TO DO:
Please reproduce the lines below without any change, starting with the line that contains "of the wall-mounted" and continuing through the end of the records.

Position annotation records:
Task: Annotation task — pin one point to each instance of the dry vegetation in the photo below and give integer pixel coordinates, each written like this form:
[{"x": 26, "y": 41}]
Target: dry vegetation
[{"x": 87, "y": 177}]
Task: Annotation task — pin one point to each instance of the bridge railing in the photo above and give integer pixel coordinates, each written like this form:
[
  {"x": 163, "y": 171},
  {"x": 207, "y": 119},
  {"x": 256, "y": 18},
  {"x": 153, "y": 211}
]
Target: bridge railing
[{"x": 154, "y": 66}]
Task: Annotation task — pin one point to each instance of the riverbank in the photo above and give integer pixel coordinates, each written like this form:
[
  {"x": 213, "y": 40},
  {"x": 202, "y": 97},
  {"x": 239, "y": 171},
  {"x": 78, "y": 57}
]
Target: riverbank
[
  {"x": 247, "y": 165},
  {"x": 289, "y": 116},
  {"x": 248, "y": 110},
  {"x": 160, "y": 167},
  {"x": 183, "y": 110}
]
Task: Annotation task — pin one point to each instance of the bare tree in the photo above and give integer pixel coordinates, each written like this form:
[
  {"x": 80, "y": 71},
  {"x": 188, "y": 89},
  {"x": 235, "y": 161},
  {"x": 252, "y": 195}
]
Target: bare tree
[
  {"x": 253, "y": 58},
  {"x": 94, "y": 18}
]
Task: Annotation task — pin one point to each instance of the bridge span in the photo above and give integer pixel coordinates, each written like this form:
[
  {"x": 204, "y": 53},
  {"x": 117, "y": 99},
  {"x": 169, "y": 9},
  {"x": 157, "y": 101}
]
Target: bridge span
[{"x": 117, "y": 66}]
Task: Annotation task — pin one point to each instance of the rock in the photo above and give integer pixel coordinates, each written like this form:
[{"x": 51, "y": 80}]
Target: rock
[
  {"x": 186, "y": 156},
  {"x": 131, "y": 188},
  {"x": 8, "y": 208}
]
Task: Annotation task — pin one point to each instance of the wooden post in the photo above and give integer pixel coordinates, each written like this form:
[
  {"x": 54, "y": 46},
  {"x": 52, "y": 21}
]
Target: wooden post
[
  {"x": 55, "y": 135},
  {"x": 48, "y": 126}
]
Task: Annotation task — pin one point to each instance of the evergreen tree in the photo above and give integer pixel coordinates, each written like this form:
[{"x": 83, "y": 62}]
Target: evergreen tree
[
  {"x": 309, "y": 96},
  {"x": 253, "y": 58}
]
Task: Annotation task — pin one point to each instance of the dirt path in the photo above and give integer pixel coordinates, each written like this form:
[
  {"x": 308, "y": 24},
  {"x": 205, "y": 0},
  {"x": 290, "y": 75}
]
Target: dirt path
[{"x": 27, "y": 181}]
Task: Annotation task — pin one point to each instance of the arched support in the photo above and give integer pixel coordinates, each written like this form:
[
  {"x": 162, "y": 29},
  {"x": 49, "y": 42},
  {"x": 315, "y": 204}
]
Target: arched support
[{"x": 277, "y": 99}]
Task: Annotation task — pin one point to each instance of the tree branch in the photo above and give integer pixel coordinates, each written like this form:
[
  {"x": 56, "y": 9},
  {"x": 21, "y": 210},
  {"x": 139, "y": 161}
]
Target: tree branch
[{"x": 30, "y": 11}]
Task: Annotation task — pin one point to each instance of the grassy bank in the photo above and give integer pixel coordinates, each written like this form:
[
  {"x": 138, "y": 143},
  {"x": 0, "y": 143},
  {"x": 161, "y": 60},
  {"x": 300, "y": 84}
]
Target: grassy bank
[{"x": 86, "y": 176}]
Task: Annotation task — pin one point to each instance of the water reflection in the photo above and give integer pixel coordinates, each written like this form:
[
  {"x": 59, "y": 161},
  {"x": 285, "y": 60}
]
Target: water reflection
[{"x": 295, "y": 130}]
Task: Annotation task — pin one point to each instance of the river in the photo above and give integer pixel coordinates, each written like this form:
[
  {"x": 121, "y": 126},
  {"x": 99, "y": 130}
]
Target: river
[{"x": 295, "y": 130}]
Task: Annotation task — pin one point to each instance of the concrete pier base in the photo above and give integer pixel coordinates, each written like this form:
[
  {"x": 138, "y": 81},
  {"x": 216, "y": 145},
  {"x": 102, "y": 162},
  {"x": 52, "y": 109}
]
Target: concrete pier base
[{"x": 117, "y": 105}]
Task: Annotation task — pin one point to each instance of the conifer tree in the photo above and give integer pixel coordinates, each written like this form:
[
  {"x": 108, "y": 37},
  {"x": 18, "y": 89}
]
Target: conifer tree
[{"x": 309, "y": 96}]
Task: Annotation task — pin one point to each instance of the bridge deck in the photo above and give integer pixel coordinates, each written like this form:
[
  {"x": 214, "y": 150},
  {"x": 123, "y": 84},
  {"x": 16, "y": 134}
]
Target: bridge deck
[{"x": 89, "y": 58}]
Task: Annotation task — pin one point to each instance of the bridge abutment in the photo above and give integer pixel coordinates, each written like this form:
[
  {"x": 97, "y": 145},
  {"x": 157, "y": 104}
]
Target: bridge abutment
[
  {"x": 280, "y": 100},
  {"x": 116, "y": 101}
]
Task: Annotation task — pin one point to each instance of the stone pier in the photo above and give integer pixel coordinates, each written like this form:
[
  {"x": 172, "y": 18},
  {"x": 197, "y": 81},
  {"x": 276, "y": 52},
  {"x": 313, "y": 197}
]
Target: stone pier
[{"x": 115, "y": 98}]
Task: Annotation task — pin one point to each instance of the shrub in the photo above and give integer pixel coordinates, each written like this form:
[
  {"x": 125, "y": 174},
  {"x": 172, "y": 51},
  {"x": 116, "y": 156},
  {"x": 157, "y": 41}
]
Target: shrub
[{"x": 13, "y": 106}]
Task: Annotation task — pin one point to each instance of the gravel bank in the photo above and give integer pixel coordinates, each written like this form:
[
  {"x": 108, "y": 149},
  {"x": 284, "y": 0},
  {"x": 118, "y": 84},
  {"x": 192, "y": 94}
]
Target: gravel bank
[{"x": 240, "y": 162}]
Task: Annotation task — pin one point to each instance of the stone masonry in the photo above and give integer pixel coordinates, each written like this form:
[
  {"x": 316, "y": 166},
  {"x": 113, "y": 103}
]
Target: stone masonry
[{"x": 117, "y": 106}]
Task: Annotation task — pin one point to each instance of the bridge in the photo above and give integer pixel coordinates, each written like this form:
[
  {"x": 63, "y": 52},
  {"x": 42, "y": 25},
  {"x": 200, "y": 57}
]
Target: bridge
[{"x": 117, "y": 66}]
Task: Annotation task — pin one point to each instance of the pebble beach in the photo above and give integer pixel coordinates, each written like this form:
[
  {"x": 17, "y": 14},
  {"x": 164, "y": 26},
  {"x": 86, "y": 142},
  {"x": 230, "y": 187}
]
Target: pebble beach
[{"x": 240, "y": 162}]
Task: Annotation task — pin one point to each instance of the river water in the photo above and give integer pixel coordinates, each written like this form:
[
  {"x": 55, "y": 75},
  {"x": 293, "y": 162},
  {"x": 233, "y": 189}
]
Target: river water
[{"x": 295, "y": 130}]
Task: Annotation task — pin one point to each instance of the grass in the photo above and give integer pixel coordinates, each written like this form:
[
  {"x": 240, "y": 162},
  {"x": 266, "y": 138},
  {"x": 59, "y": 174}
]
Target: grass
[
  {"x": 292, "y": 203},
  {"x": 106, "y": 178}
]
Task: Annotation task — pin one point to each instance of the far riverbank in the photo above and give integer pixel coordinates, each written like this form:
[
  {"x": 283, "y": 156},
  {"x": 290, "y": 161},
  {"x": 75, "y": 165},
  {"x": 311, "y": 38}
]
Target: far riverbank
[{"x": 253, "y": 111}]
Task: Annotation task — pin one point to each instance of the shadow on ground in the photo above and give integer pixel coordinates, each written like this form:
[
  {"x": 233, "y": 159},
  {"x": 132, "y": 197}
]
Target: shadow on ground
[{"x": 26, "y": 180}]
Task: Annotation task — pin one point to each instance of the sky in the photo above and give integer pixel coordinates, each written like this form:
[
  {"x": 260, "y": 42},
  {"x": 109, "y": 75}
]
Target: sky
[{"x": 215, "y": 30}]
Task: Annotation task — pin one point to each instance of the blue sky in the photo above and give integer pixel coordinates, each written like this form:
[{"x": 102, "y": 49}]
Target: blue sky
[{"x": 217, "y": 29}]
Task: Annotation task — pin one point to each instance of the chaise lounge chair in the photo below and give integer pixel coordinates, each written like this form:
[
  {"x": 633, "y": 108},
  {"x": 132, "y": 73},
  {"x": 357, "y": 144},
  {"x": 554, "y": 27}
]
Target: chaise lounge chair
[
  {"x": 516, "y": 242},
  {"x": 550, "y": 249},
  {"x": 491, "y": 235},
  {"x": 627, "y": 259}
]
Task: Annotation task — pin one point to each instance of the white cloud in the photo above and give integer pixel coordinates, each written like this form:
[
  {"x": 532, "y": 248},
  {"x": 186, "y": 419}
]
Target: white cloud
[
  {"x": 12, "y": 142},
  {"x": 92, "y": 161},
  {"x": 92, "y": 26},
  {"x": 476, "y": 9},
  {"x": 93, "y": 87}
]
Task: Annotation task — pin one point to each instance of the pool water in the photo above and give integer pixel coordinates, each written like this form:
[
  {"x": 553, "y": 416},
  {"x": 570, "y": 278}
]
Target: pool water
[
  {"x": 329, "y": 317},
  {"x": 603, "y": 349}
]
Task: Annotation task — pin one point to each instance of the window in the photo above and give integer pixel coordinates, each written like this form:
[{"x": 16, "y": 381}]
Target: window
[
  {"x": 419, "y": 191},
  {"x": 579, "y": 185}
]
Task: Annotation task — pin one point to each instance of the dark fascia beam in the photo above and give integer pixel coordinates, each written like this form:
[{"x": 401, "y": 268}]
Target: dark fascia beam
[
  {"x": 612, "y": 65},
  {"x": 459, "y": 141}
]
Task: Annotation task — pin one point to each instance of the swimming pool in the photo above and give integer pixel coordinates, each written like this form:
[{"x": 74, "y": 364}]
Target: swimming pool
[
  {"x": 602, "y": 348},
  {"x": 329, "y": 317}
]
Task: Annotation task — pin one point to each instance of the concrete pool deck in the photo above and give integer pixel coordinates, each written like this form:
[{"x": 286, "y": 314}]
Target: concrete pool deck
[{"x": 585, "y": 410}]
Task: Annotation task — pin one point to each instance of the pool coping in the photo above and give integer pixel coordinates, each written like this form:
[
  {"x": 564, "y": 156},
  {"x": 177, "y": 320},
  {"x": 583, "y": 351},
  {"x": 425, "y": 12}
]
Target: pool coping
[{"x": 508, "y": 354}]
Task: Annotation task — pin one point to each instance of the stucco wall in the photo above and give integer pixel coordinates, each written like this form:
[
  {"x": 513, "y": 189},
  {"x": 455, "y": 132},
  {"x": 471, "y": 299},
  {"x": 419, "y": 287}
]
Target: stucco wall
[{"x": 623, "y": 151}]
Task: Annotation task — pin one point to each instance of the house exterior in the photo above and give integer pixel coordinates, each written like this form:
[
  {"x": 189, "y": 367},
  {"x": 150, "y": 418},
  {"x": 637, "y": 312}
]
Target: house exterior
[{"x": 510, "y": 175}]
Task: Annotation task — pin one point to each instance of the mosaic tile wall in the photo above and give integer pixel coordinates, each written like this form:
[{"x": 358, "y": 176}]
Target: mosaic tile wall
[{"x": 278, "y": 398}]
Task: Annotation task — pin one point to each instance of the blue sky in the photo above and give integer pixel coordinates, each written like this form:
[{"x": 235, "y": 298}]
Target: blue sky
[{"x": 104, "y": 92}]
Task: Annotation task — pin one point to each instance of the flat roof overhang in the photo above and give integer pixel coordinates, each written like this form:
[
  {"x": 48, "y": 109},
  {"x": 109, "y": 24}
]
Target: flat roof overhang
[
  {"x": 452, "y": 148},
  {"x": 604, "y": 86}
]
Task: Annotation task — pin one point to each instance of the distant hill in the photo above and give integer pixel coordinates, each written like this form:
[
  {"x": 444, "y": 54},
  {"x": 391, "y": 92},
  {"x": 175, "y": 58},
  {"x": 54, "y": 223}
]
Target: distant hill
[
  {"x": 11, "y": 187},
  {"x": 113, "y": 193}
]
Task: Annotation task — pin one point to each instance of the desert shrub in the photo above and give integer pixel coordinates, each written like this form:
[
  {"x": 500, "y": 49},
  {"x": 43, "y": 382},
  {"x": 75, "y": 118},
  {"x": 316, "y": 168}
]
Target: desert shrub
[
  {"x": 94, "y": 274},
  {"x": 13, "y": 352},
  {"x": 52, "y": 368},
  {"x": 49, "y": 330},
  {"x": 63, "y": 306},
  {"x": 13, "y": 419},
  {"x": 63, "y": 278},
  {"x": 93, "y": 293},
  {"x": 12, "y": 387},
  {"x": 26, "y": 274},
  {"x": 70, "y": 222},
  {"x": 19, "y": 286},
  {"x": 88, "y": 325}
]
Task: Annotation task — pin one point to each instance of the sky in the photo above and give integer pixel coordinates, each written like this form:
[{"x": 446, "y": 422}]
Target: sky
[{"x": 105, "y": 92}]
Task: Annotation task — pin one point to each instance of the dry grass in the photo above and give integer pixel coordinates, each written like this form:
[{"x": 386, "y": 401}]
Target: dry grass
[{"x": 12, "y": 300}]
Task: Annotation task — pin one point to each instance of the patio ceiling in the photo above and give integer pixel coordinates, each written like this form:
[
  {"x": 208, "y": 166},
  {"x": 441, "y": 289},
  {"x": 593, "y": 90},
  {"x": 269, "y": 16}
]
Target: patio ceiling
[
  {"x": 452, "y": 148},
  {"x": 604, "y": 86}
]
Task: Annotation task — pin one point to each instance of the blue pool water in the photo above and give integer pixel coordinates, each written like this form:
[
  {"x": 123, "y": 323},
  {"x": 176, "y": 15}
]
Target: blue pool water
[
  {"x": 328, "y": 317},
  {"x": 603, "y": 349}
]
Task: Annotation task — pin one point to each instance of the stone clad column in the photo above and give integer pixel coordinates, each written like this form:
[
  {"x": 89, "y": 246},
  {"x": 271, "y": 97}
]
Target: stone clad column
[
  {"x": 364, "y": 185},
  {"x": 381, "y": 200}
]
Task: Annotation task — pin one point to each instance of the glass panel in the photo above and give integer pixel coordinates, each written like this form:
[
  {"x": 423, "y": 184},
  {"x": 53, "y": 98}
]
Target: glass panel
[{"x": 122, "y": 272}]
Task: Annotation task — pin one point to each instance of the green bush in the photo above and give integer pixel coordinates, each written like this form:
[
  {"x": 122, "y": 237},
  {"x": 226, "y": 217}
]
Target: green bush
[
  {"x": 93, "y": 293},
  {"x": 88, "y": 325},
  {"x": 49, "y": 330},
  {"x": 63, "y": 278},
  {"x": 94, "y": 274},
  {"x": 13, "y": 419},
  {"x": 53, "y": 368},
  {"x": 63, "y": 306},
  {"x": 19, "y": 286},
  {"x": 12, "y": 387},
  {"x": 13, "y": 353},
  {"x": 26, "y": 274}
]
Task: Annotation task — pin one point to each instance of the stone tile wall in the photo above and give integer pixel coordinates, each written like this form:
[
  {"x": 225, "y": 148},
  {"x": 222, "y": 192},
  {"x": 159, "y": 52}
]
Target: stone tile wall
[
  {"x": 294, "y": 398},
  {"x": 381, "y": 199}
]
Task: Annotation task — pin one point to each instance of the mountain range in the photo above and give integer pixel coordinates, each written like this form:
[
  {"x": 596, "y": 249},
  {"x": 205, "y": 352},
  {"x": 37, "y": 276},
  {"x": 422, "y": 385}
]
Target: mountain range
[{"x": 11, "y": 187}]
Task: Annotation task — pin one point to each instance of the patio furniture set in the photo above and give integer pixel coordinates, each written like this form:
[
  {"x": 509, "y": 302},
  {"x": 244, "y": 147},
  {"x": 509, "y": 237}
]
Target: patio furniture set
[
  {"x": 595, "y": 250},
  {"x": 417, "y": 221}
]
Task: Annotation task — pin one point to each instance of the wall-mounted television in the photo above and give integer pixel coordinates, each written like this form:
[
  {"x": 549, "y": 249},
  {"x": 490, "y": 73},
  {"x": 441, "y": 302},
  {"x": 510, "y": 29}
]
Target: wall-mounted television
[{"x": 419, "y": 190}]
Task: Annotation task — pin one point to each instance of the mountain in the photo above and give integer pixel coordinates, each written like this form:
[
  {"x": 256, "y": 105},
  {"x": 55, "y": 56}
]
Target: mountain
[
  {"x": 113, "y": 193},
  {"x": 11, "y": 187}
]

EXERCISE ANSWER:
Task: Annotation task — pin one point to each instance of the wall-mounted television in the photo above and give integer pixel coordinates, each written like this form:
[
  {"x": 549, "y": 249},
  {"x": 490, "y": 73},
  {"x": 441, "y": 302},
  {"x": 510, "y": 29}
]
Target: wall-mounted television
[{"x": 419, "y": 190}]
Task: Annotation task — pin one point to each instance of the mountain in the photo above and give integer pixel coordinates, each written like this form:
[
  {"x": 256, "y": 105},
  {"x": 55, "y": 56}
]
Target: mountain
[
  {"x": 113, "y": 193},
  {"x": 11, "y": 187}
]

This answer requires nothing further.